* START Document extract *
Writing a game for a smaller group, one that has pre-selected itself and has that fictional lens should really help in expectation management, which strikes me as a crucial element (the Lost ARG is a good example of one that seems to have fallen on their face here).

Also, the smaller number makes it easier to love your players (something that’s top on the list of my returning to roleplaying, lets say I had some issues last year). It’s easy to get drawn into a combative relationship with the players, and players often tend toward an adversarial relationship with the development team. I want to avoid the seduction of setting challenges and tangle plot with the sole intent of stumping the players, and I think a smaller more personal player basis would avoid that.

By having the players have fictional identities it serves to allow more content to be generated from them. For example grabbing a player and shooting a scene and then posting it to drive a plot point based on activities. Also allows some constrained writing aspects to come through.

This also allows a nice potential narrowing of some of the concerns of geography and time in ARGs. More about that latter.

A major difference in this than the ARGs I’ve been following is that it will require some player recruitment, which means writing almost two overlapping games. One for the recruited layers with the fictional lens and one for more casual players.

Date: 2007-01-25 10:02 pm (UTC)
From: [identity profile] spiritseeker.livejournal.com
I have been thinking about the use of plants, or false players, in LARPs lately. It might be applicable here as well. Specifically, I was looking at having a staff member impersonate a player for a well contained horror LARP. The staff member would come to all the player meetings, get packets, ask questions. Characters would be tied into that staff member's character (and plenty of others as well). Then, that player would be rigged with blood packs, and dramatically and publically killed as part of the opening of the game (probably an hour to two into the session/weekend).
* END Document extract *
Required work.
- A) In the ARG design post, what would the staff member posing as a player be rigged with?
- B) Continue the ARG design post from where it stops, picking up after its final sentence.
* START Dataset *
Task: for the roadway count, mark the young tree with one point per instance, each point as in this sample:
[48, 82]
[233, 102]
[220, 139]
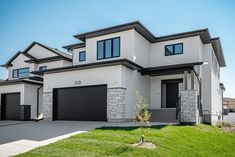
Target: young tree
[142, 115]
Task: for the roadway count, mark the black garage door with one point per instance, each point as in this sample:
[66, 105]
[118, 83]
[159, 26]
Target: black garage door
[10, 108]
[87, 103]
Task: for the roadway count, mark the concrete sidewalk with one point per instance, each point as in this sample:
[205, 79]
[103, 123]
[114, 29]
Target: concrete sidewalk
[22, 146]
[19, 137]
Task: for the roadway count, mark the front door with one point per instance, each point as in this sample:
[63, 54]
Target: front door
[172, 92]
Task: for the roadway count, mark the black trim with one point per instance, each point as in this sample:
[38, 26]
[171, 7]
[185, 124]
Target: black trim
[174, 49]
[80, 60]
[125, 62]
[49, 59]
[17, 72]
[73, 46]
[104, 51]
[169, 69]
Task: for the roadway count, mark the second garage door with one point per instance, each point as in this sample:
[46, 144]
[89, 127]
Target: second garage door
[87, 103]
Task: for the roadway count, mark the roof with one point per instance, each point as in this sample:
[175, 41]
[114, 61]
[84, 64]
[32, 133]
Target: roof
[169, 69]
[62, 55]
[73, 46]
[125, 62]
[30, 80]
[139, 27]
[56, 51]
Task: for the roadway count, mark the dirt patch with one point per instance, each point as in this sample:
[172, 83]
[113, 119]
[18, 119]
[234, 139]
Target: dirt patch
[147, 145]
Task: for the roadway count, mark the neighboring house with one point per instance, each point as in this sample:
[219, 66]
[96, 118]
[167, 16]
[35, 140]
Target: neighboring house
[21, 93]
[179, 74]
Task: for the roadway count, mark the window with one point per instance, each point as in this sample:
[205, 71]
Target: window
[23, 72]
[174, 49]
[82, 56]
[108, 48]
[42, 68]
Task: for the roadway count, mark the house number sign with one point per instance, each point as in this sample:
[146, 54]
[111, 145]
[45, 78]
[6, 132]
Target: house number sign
* END Dataset *
* START Dataset *
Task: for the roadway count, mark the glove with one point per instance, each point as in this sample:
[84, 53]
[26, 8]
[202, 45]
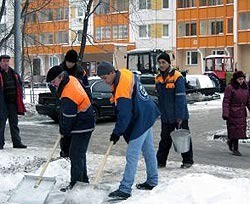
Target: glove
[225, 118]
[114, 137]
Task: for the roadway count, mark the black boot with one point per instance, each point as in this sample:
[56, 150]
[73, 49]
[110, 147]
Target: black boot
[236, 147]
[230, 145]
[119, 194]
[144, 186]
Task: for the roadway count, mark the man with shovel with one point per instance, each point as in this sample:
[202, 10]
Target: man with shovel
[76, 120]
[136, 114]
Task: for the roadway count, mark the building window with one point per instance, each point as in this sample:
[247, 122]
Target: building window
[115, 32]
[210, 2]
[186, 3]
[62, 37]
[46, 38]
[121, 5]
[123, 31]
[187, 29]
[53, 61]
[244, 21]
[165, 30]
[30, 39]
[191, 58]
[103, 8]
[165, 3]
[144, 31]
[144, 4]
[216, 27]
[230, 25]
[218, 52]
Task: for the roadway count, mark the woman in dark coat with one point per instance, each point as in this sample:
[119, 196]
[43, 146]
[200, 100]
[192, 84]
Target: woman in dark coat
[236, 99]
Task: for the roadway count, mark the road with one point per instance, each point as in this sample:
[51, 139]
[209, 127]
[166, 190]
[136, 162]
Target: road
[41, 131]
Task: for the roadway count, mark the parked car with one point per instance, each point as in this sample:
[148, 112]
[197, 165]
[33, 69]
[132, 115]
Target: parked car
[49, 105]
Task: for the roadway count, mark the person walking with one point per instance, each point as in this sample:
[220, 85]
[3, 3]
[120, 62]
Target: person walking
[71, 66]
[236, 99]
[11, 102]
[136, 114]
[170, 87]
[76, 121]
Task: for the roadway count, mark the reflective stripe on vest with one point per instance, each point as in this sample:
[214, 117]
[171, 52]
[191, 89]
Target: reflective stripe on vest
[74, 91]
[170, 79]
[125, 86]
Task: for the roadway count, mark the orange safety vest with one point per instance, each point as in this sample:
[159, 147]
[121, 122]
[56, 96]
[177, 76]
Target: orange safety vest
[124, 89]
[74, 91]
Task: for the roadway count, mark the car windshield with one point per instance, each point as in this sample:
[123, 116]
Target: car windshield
* END Dataset *
* START Dataset *
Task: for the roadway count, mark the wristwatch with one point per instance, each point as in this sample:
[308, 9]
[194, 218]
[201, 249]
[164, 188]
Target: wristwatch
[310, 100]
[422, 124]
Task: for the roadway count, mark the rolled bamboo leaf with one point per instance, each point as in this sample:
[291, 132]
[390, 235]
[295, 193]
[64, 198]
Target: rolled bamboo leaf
* END Dataset *
Results for each task.
- A) Blood packs.

- B)
It's a method of breaking down that barrier between player and character and pushing for more intense RP. Maybe it's a good idea, maybe it's bad. But I can see where this type of boundary disolving might fit with what your talking about.

Personally I'd be against fictionalizing characters, that makes it more of a LARP. But a few good scenario at geographic locations, and some well disguised cameras could be worthwhile both early (to make a point) and late (to build excitement) in the game. And a shill player could do it exactly as you'd have it done without breaking the continity of the environment.

The real concern here is players that the intensity could distrub some players or lead to situations where their judgement is affected by the blurring of reality/fantasy lines.

Date: 2007-01-26 01:11 am (UTC)
From: [identity profile] saffrongraphics.livejournal.com
You might like to take a look at a friend's website. He's created an RPG (ARG) - he wrote a novel which sets a basic framework for the story, and various game stories have evolved over the last few years. I'm currently involved in one of the games every other Saturday afternoon; it's quite hypnotic and addictive. We often discuss the strengths and weaknesses of certain players, what happens when personalities leave the game and are replaced by vastly different ones who choose to take up the same character, etc. All very interesting as a potential social anthropology research subject.